SELECTION
** Start **

In the case at bar, Nationwide filed the Civ.R. 60B) motion to vacate on the ground that it was a necessary and interested party whose absence from the prior proceedings constituted a jurisdictional defect which precluded the trial court from properly rendering a valid judgment under R.C. 2721.12. Upon being presented with Nationwide's motion, the trial court agreed that not all necessary and interested persons and entities had been made parties in the declaratory judgment action. As a result, the trial court vacated the March 10, 1998 judgment and ordered that Nationwide, Jessie Stahlman, and Gambone be joined as new party-defendants in the declaratory judgment action.4

Upon review, we concur with the trial court's judgment that certain necessary and interested persons and entities were missing from the original litigation. Specifically, we agree that Nationwide is a necessary party by virtue of the fact that it was the insurer of the Nicholas family. Given this, Nationwide was certainly interested in the outcome of the declaratory judgment action because it stood to be liable if it was determined that Eric Nicholas was not an "insured" under the State Farm policy.

** End **

Dataset records
** Start **

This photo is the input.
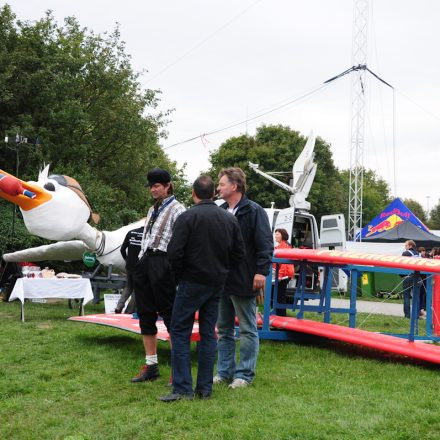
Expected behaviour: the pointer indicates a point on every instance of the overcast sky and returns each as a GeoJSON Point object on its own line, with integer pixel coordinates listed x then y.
{"type": "Point", "coordinates": [220, 61]}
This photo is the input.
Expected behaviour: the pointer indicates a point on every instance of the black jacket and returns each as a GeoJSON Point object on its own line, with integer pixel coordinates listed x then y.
{"type": "Point", "coordinates": [131, 247]}
{"type": "Point", "coordinates": [206, 241]}
{"type": "Point", "coordinates": [258, 243]}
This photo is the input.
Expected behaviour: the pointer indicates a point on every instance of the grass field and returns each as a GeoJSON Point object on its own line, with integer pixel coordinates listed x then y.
{"type": "Point", "coordinates": [65, 380]}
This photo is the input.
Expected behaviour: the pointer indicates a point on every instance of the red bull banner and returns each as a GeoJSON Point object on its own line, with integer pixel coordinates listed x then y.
{"type": "Point", "coordinates": [395, 213]}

** End **

DIRECTIVE 1
Edit the court opinion: reproduce the stretch from "Upon review, we" through "State Farm policy.", replacing "necessary" with "indispensable".
DIRECTIVE 2
Proceed with the court opinion, writing on from the point where it stops.
The entries play no part in the work here.

EXERCISE OUTPUT 1
Upon review, we concur with the trial court's judgment that certain indispensable and interested persons and entities were missing from the original litigation. Specifically, we agree that Nationwide is a indispensable party by virtue of the fact that it was the insurer of the Nicholas family. Given this, Nationwide was certainly interested in the outcome of the declaratory judgment action because it stood to be liable if it was determined that Eric Nicholas was not an "insured" under the State Farm policy.

EXERCISE OUTPUT 2
Again, R.C. 2721.12 states that when "declaratory relief is sought, all persons shall be made parties who have or claim any interest which would be affected by the declaration." Under R.C.2721.01, the term "person" as used in Revised Code Chapter 2721 includes corporations. In light of this, Nationwide was a "person" which obviously was "affected by the declaration."

The conclusion that Nationwide was a necessary party is buttressed by the fact that Nationwide could have brought its own declaratory judgment action against Eric Nicholas in the wake of the automobile accident. See, generally, R.C. 2721.04 (providing that a contract may be construed by a declaratory judgment). As the insurer of the Nicholas family, Nationwide had the right to initiate such an action in order to determine its potential liability in the event that a civil judgment was obtained against Eric Nicholas as the tortfeasor.

The trial court also determined that Jessie Stahlman was a necessary party. Upon consideration, we conclude that both Jessie and Rachel Stahlman were necessary parties because they are the named insureds in the State Farm policy.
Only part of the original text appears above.